Il ct di 30 anni fa sceglieva modulo e uomini una settimana prima, motivando
tanto i prescelti, non c’era la pretattica di oggi. E due giorni prima della
partita girava per le camere a vedere come stavano i titolari”.
- A
31 anni arrivò alla Roma per giocare la coppa dei Campioni, che vi sfuggì ai rigori,
contro il Liverpool.
“Mister
Nils Liedholm per scaramanzia non ci fece allenare sui tiri dal dischetto, convinto
che la finale si decidesse prima. Nicol sbagliò il primo per gli inglesi, Bruno
Conti calciò alto il secondo, io con l’ultimo scheggiai la traversa. Paulo
Roberto Falcao non volle assumersi la responsabilità del tiro, così perse più
degli altri”.
- Dieci
anni dopo quella finale, il capitano Agostino Di Bartolomei si tolse la vita.
“Avrebbe
dovuto chiedere aiuto a me, a Conti e agli altri, è rimasto nel cuore di tutti.
Era buono e leale, dev’essere in Paradiso”.
- L’ultima
squadra della carriera fu australiana, l’Apia Leichardt.
“Di
fatto avevo smesso nel 1987, disputai solo due partite in virtù dell’amicizia
con il presidente Carlo Zaccariotto, andai a trovarlo in vacanza. Aveva il club
storico dell’Oceania, assieme al Marconi Sydney, dove crebbe Christian Vieri e
allenò suo padre Bob, ora però l’Apia si è sciolto”.
- Lasciato
il calcio, fu presidente dell’Arezzo.
“Lanciai
Serse Cosmi, tecnico sanguigno quanto umano, mi spiace che proprio nel giorno
del mio compleanno sia stato licenziato dal Siena”.
- Allenò
in serie A la Fiorentina, in B Reggina e Livorno, in C Catania e Montevarchi. Fra
il 2004 e il 2006 il Cervia, promosso in serie D e seguito quotidianamente da
Mediaset.

[Elementi di annotazione delle regioni]

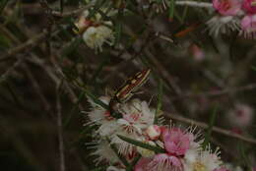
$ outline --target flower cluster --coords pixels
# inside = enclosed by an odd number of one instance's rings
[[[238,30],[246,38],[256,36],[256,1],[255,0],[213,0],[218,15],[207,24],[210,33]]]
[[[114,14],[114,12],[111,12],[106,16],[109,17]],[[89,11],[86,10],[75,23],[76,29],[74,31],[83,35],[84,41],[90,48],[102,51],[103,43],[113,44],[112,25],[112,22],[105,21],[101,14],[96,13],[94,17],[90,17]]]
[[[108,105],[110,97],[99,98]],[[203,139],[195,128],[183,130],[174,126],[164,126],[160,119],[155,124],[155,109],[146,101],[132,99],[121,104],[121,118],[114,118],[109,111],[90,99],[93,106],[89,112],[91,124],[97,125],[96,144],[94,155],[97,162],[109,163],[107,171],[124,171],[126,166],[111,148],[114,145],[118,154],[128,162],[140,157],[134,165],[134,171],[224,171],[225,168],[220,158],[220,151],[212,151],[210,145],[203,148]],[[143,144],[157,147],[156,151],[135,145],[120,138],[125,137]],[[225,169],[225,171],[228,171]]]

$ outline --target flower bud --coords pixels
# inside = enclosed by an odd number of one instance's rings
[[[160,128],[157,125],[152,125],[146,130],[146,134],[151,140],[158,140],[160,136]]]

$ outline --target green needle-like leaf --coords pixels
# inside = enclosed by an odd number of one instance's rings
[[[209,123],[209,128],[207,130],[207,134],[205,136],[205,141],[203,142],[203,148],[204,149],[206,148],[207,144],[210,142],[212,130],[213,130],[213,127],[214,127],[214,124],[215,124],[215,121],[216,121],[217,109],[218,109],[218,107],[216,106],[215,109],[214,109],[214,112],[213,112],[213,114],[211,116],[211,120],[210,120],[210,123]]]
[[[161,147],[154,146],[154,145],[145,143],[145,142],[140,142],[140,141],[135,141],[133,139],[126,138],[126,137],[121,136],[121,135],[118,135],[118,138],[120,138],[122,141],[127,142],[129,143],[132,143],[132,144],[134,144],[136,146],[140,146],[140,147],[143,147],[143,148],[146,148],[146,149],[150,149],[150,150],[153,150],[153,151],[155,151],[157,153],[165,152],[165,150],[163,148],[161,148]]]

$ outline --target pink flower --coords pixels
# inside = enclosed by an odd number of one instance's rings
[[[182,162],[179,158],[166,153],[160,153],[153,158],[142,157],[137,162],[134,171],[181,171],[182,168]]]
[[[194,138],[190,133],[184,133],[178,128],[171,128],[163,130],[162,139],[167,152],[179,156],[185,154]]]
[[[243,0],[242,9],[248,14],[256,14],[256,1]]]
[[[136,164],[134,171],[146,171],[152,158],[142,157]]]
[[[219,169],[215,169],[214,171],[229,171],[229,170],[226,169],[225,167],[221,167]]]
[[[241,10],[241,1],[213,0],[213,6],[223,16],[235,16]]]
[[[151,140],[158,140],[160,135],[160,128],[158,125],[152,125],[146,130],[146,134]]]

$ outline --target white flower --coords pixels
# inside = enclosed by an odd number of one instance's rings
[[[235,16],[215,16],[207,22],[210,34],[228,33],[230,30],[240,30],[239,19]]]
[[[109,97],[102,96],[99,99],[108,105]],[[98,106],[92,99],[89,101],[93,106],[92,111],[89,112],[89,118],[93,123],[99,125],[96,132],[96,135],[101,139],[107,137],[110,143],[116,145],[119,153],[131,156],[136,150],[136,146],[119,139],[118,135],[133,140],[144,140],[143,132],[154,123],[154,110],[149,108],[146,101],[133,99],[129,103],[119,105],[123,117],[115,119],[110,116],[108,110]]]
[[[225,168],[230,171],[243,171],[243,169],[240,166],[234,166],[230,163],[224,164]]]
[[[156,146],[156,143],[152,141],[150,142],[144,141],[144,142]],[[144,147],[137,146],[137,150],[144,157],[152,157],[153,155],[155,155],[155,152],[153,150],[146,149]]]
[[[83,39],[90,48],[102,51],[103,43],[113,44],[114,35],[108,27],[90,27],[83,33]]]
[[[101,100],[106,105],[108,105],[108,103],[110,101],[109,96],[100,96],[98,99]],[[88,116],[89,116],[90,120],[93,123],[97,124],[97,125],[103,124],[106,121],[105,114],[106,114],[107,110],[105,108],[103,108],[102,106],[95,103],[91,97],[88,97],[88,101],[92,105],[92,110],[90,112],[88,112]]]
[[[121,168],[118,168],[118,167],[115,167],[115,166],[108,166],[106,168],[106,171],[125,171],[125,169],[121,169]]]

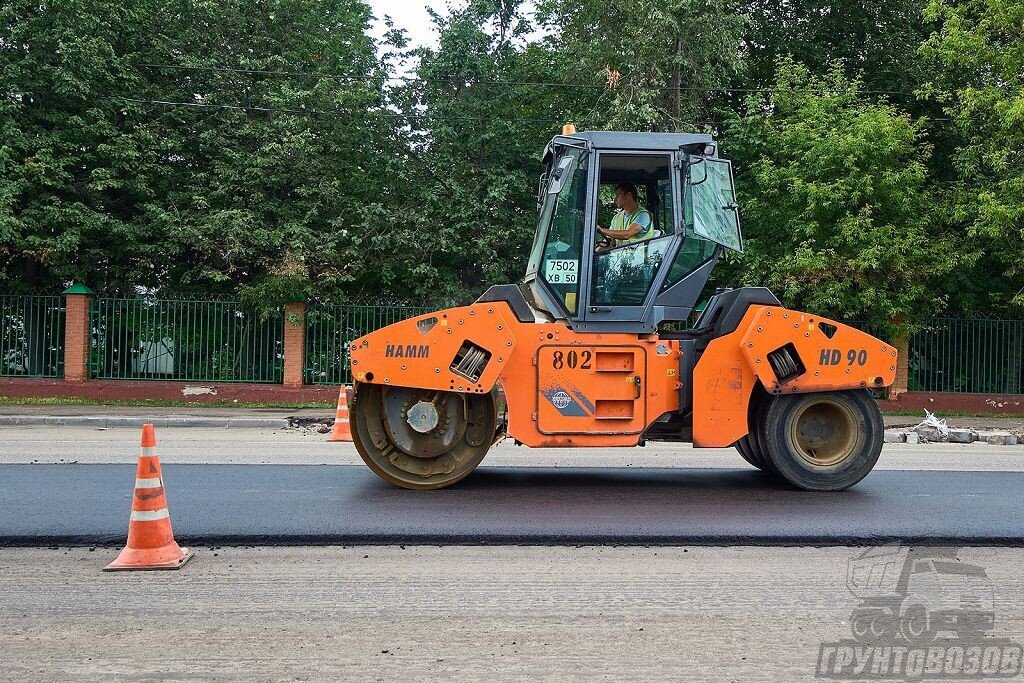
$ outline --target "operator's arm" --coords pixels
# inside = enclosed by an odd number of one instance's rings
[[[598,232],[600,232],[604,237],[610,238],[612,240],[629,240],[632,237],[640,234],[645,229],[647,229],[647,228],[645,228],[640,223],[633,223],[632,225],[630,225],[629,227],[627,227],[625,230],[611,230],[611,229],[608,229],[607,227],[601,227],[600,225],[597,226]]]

==

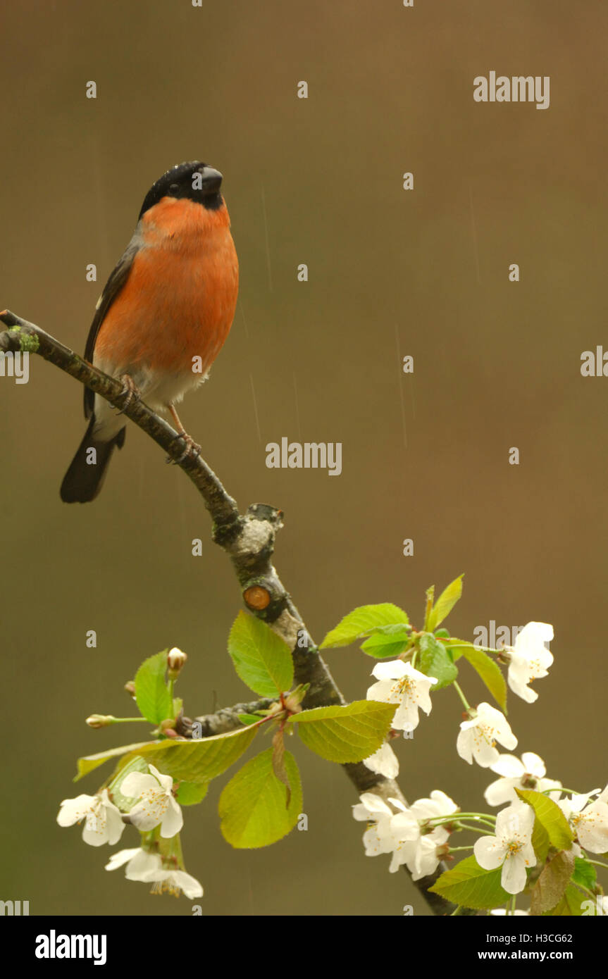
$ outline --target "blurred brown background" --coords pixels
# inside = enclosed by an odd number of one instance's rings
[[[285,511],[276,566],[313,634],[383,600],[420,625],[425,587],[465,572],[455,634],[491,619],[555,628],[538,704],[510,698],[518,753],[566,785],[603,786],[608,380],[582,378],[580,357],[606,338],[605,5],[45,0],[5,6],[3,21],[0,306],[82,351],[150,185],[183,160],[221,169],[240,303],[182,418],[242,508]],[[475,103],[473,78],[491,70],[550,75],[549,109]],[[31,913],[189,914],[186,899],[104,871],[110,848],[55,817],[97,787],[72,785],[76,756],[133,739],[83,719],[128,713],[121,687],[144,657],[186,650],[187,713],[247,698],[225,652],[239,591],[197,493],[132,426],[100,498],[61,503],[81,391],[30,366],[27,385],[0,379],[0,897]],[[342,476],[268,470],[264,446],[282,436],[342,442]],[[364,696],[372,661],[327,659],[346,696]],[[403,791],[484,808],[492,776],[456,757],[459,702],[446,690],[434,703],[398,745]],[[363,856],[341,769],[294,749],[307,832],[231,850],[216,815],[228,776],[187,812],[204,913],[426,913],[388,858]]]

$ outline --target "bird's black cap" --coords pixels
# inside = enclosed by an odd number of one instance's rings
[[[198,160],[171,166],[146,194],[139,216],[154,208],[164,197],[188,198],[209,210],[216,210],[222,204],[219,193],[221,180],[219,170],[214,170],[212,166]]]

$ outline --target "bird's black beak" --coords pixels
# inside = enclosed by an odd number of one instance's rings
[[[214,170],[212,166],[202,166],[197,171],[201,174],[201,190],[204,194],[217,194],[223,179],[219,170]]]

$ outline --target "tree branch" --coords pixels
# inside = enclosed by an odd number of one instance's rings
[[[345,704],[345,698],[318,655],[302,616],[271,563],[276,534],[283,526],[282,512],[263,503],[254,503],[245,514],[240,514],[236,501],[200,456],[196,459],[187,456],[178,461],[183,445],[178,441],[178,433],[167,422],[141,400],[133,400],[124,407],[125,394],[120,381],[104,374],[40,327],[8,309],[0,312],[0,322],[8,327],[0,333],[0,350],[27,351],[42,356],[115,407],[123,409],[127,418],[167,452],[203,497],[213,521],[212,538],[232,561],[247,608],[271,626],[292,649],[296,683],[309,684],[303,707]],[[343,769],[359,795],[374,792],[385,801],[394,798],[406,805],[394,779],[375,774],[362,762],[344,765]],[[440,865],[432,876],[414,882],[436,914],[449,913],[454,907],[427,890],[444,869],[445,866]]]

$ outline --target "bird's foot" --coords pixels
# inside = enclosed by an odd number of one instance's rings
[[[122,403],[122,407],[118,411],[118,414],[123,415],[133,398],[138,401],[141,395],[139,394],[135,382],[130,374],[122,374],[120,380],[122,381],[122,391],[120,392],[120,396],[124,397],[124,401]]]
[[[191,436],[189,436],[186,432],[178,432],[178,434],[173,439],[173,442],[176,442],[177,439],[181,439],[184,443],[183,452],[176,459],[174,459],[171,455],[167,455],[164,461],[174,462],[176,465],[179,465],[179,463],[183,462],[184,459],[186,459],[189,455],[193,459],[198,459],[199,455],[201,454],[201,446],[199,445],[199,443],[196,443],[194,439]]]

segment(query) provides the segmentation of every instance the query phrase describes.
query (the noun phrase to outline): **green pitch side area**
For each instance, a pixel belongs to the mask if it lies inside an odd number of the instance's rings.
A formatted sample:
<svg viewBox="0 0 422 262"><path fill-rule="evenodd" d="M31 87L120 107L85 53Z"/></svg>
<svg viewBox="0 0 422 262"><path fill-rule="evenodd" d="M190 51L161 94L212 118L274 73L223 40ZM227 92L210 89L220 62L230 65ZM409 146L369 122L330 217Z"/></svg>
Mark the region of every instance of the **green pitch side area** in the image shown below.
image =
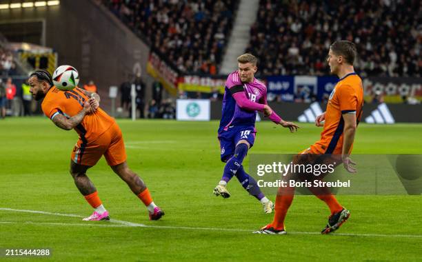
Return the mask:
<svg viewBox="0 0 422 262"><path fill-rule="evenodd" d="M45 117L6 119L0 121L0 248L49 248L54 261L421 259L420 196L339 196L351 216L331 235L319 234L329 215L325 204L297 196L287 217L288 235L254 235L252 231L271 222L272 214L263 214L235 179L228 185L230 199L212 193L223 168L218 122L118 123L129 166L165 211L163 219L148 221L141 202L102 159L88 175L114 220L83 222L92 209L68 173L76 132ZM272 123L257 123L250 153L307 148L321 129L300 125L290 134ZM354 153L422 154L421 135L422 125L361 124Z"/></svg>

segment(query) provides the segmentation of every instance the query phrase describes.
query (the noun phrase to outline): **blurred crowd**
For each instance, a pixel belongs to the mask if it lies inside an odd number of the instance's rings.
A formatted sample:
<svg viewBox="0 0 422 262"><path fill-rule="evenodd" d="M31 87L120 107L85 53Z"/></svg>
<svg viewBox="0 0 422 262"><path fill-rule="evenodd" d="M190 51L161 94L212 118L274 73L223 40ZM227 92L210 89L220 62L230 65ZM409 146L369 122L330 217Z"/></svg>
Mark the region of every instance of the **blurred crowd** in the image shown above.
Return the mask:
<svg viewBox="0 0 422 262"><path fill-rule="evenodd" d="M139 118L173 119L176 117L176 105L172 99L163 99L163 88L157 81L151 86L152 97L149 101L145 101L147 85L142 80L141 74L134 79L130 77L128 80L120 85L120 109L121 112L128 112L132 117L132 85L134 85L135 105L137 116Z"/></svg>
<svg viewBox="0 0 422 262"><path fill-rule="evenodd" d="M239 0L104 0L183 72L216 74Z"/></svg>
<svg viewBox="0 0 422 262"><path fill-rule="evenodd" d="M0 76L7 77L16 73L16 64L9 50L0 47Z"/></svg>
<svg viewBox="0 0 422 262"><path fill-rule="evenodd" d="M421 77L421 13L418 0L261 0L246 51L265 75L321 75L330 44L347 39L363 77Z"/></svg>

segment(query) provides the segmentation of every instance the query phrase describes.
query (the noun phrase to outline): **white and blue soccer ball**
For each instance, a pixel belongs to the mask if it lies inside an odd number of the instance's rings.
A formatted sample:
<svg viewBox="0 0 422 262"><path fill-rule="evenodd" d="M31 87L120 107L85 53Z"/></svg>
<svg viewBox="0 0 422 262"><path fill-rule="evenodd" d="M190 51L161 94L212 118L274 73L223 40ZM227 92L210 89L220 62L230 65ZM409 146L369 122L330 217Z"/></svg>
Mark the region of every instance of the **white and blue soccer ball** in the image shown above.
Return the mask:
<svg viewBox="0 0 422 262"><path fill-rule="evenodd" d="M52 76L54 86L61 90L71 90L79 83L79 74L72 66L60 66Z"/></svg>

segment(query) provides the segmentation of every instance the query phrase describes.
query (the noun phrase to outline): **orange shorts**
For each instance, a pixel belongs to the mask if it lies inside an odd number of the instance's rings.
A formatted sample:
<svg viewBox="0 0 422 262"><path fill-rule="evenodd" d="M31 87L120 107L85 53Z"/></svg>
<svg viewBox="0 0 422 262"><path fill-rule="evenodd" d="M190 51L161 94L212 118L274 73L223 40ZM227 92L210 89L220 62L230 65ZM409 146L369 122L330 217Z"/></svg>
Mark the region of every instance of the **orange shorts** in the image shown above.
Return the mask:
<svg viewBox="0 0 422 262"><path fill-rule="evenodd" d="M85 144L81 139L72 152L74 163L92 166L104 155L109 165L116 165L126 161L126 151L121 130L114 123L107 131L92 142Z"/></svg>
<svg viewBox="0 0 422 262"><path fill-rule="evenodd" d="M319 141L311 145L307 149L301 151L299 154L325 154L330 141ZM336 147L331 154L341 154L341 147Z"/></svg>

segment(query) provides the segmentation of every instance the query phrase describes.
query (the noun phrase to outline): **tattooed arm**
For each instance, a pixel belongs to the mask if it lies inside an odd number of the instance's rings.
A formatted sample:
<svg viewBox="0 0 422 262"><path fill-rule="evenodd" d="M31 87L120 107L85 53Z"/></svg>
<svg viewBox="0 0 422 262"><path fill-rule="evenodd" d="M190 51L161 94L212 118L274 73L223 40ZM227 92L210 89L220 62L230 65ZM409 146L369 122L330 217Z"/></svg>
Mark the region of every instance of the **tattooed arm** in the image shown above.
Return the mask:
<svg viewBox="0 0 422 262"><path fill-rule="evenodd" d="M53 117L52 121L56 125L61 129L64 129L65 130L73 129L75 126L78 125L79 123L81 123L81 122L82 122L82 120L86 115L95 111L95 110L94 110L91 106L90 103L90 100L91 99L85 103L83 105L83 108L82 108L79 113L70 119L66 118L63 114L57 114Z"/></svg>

==

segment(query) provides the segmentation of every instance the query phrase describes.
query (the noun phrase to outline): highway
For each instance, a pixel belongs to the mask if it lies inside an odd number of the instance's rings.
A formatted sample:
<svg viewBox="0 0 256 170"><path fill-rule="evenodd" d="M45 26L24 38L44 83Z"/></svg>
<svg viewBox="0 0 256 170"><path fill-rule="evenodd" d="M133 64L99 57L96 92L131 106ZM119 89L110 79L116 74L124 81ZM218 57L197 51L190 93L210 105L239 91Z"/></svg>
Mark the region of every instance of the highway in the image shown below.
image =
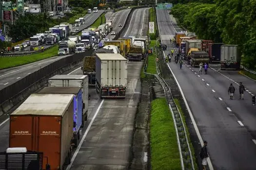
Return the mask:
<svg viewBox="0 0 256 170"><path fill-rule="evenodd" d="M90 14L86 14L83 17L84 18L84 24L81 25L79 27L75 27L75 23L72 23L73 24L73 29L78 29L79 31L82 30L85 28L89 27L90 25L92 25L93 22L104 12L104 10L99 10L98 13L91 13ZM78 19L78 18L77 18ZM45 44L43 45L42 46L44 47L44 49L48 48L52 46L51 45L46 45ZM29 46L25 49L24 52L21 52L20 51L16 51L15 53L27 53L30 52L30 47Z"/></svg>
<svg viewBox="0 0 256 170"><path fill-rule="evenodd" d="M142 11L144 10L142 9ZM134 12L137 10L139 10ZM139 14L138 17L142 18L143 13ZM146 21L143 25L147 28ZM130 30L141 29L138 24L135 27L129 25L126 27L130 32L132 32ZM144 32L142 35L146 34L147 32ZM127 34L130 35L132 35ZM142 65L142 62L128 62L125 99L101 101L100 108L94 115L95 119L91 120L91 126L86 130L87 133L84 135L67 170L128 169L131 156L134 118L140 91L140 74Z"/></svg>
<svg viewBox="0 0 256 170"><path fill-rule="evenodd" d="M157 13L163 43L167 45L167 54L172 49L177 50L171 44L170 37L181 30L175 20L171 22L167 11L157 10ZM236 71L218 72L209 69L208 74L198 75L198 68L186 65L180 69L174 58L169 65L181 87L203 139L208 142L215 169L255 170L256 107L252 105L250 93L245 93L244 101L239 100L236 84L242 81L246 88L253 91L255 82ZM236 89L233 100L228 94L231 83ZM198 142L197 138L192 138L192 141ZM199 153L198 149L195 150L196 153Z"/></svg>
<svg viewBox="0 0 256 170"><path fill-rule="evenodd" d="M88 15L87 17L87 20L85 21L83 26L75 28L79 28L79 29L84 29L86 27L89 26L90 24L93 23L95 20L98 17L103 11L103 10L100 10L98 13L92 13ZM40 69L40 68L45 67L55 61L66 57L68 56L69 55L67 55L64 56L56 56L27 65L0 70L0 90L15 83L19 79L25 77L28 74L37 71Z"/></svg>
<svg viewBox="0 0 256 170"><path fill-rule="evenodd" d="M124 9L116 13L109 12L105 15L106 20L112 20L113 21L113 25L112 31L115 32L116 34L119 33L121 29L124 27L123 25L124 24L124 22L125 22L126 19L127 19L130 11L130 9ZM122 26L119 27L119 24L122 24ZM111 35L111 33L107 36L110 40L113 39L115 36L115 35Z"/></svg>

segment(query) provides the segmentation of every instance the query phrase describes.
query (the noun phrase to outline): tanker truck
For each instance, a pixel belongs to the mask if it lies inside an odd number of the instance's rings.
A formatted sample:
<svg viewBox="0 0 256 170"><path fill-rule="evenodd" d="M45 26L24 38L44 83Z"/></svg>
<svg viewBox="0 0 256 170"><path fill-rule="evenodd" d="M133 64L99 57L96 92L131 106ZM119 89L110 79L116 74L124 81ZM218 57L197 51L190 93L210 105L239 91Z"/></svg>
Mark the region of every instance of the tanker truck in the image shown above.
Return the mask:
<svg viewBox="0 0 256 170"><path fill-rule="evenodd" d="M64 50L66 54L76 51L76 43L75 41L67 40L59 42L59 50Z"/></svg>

__Istruzioni__:
1. Spiega in una-tre frasi perché, secondo l'intervista, la squadra non si allenò sui tiri dal dischetto prima della finale contro il Liverpool.
2. Prosegui l'intervista all'ex giocatore della Roma dal punto in cui si interrompe.
L'elenco è materiale a sé, distinto dall'intervista.

__Risposte in ordine__:
1. Per scaramanzia l'allenatore Nils Liedholm non fece allenare la squadra sui rigori. Era convinto che la finale si sarebbe decisa prima.

2.
“Sfiorammo
la C2, ma ai giocatori ripetevo che terminata la trasmissione, Campioni, il
sogno, la vita sarebbe stata più dura. Da cinque stagioni sono opinionista, fra
Premium Calcio, in particolare sull’Europa League, e ora Italia2, nel programma
Undici”.
- E’
sposato con Susanna, 56 anni, casalinga, e ha due figli: Gabriele, che aveva
contributo alla salvezza del Mantova, in Seconda Divisione, e Valentina, 30
anni, impiegata alle Assicurazioni Generali, ad Arezzo.
- “Lei
ama la danza e gioca a tennis. Gabriele mi ha reso nonno di una bambina di due
anni e mezzo. Ha preso il patentino di terza categoria per allenare, a 37 anni
ha smesso”.
- Balotelli
ha qualche affinità con lei, sul piano fisico?
“Forse
io ero persino più potente, Mario è più agile, eppure siamo abbastanza simili.
Personalmente partecipavo alle geometrie, lui è anarchico e atipico, ma ha
margini di miglioramento notevoli”.
- A
60 anni gioca ancora?
“Con
gli amici, a calcetto, per divertimento. Sono molto conteso perchè segno”.